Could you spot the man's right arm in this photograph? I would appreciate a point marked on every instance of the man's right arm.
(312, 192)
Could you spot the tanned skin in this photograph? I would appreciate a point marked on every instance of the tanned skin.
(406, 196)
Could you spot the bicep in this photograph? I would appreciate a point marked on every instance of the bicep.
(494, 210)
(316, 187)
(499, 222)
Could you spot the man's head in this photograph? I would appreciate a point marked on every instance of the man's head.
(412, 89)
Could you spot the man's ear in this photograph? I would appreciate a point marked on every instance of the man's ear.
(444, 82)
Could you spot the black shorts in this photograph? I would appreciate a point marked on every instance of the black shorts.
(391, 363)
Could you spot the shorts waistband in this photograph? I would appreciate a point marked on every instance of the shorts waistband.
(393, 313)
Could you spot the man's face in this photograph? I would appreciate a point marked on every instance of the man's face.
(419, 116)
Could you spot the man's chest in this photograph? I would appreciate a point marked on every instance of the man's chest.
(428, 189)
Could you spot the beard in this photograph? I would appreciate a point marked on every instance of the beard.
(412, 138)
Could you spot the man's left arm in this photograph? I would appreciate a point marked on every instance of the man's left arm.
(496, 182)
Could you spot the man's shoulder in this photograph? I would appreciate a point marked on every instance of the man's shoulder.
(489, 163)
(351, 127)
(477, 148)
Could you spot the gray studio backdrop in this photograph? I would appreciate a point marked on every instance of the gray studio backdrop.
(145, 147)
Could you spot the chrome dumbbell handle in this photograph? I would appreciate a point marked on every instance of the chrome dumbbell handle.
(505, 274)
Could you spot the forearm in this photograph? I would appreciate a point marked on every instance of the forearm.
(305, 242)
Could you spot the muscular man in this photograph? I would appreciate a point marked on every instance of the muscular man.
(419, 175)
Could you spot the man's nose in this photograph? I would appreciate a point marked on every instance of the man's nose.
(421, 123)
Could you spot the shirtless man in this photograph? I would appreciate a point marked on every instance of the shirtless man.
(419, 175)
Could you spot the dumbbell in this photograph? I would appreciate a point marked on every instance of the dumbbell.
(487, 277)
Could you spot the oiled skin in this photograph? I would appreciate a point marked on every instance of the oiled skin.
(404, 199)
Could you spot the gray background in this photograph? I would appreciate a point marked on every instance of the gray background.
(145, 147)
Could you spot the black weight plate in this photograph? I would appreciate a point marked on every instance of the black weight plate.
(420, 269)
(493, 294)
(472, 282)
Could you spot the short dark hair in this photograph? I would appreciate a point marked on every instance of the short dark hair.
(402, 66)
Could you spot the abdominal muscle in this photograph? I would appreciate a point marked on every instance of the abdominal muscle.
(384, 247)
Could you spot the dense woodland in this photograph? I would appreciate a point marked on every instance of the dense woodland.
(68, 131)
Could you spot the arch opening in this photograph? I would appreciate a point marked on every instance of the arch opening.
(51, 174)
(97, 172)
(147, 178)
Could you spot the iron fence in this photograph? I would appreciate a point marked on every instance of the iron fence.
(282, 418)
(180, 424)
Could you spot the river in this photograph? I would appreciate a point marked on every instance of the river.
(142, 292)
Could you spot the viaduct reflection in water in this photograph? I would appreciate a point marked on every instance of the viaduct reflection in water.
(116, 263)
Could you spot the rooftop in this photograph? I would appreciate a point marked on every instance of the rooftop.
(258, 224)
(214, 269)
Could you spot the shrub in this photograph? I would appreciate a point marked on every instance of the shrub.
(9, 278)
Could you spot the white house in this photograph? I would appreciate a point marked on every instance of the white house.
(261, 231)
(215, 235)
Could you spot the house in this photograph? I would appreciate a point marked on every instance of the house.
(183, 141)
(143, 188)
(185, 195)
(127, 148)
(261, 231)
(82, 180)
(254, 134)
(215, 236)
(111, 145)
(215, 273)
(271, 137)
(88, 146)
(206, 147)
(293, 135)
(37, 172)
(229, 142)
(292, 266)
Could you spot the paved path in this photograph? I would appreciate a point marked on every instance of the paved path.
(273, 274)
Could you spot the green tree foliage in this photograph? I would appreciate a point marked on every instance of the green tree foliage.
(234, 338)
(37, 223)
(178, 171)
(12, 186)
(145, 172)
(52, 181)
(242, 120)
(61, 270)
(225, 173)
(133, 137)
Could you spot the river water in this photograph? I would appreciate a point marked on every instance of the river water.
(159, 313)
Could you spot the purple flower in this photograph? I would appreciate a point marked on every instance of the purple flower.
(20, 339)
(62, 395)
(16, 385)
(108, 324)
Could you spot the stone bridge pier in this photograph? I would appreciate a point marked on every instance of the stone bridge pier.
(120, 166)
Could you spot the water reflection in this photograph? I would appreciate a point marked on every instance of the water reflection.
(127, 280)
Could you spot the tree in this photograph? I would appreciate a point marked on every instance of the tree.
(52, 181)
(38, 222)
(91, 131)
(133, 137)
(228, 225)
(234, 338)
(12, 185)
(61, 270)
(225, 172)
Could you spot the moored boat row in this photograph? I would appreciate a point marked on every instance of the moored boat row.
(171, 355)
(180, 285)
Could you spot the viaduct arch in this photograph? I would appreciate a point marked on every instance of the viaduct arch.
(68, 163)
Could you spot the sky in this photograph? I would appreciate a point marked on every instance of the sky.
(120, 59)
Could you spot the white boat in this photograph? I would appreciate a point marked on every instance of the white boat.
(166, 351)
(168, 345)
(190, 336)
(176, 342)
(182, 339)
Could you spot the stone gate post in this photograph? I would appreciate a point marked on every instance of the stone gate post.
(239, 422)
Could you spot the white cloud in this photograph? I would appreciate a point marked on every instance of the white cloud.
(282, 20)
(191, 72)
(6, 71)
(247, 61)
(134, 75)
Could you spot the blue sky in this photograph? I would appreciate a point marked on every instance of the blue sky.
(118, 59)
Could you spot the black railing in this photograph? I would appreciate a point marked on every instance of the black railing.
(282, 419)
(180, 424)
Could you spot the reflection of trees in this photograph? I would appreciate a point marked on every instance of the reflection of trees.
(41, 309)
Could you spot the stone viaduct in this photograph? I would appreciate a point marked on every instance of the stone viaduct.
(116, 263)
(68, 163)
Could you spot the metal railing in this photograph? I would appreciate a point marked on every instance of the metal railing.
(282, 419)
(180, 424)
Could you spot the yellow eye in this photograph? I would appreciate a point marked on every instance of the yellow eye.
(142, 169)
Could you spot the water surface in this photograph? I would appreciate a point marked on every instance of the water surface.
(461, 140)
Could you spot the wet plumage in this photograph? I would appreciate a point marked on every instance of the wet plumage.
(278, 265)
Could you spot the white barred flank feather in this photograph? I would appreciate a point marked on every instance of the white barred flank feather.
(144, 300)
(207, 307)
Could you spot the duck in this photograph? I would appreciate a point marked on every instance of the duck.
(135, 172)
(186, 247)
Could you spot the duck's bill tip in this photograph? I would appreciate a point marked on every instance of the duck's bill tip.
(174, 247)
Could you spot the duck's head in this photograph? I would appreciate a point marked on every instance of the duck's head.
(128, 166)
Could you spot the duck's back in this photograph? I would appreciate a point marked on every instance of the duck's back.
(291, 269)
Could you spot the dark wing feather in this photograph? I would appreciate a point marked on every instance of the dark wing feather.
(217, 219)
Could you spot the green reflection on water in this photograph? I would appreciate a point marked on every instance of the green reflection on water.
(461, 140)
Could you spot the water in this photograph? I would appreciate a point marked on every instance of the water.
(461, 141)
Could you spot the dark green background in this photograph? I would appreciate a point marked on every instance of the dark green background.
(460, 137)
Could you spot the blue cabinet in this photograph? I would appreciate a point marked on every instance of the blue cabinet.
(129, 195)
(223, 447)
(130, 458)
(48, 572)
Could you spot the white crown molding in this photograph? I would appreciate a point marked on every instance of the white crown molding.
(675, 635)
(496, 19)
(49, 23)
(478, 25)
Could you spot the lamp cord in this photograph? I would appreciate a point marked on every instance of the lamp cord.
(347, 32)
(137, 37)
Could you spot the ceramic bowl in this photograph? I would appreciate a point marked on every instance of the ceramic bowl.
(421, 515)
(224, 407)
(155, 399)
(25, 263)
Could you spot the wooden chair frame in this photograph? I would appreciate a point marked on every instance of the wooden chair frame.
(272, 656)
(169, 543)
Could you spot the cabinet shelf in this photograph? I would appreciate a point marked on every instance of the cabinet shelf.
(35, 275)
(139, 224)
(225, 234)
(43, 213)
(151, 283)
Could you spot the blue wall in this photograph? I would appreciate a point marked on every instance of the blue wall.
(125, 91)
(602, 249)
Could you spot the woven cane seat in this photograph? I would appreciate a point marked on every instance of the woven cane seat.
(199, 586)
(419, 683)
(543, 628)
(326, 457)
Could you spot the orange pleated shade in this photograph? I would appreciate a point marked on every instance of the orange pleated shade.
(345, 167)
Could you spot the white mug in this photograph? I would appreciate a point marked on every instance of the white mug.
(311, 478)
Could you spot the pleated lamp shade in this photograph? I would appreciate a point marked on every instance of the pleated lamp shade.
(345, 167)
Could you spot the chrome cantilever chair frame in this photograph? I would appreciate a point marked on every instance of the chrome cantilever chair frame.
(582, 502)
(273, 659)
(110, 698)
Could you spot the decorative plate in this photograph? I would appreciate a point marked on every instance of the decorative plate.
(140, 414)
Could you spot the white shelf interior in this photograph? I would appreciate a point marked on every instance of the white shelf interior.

*Direction:* Output the line containing "Could you spot the lamp" and all lines after it to the end of the records, exactly as given.

*Exercise solution:*
Could you spot the lamp cord in this photograph? I would appreciate a point marked on every instance of the lamp cord.
(347, 32)
(137, 37)
Could you spot the ceramic bowl in this photograph? I would appreciate a point marked on every instance of the ceramic bowl.
(421, 515)
(224, 407)
(155, 399)
(25, 263)
Could you spot the wooden chair frame in this photograph? I would appreciate a point marked on every instance of the wooden chair frame.
(272, 656)
(169, 543)
Could you spot the cabinet shelf in this photograph? I would appreciate a point marked on every instance of the cabinet shelf.
(35, 275)
(139, 224)
(225, 234)
(43, 213)
(151, 283)
Could you spot the blue wall in this photograph? I would appreciate a point marked on every instance of the blue wall.
(125, 91)
(602, 249)
Could you spot the woven cane seat in this photograph? I would appreciate a point marked on every instance of the woven cane seat.
(199, 586)
(419, 683)
(543, 628)
(326, 457)
Could you spot the orange pleated shade in this photograph? I would appreciate a point marked on every instance of the orange pleated shade.
(345, 167)
Could you spot the white mug in this photograph? I would appreciate a point marked on every instance of the white mug.
(311, 478)
Could you spot the pleated lamp shade in this photograph? I would appreciate a point marked on every instance of the pleated lamp shade.
(345, 167)
Could you spot the chrome cantilever chair frame in this photograph? I would appreciate a point marked on every instance of the chrome cantilever chair frame.
(582, 502)
(273, 659)
(110, 698)
Could you spot the decorative plate in this photograph? I would appreciate a point marked on every instance of the decorative plate.
(140, 414)
Could you spot the white shelf interior in this photograph? I would appreciate a point marked on every instance of the white shelf interior.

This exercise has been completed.